▶ Problem details
Strip out the pictures and transcribe the records that follow exactly.

Data extracted from a collection:
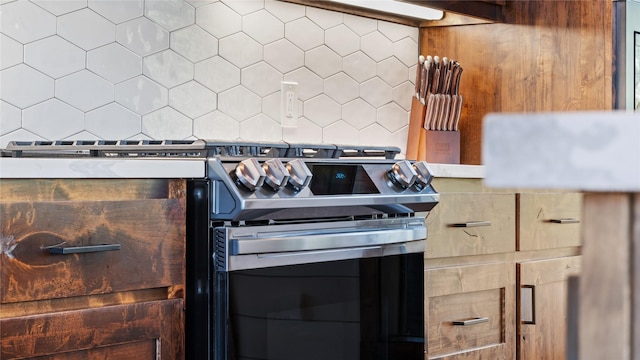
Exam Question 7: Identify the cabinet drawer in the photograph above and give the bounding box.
[426,193,515,258]
[0,298,184,359]
[0,180,186,303]
[426,262,515,359]
[518,193,582,251]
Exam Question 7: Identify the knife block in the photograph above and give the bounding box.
[420,130,460,164]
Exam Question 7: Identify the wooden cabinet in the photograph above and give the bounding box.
[0,179,186,359]
[517,257,581,360]
[425,177,581,359]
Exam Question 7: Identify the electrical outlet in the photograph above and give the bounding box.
[280,81,298,128]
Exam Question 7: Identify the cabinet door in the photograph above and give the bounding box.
[518,256,581,360]
[426,262,515,359]
[426,193,516,258]
[0,299,184,360]
[518,193,582,251]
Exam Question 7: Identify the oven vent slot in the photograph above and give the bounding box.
[214,228,227,271]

▶ Expected output
Exam Question 7: Identify the cabinet drawer in the photograph above and give the bounding box.
[426,193,515,258]
[0,298,184,359]
[0,180,186,303]
[426,262,515,359]
[518,193,582,251]
Exam Question 7: Identify the knife block in the photograph above and give the bounding box.
[420,130,460,164]
Exam Question 7: Identify the wooden cabinet in the photograph above and give the bounding box.
[0,179,186,359]
[517,257,581,360]
[425,177,581,359]
Exam Question 7: Identify the electrical outlet in the photograph above and give the bounding box.
[280,81,298,128]
Exam Question 7: Identify the cabinet door in the photograph above and give the bounding box.
[518,256,581,360]
[426,262,515,359]
[426,193,516,258]
[0,299,184,360]
[518,193,582,251]
Exam Question 7: Identify the oven vent slot in the photograph above and give the bounding box.
[214,228,227,271]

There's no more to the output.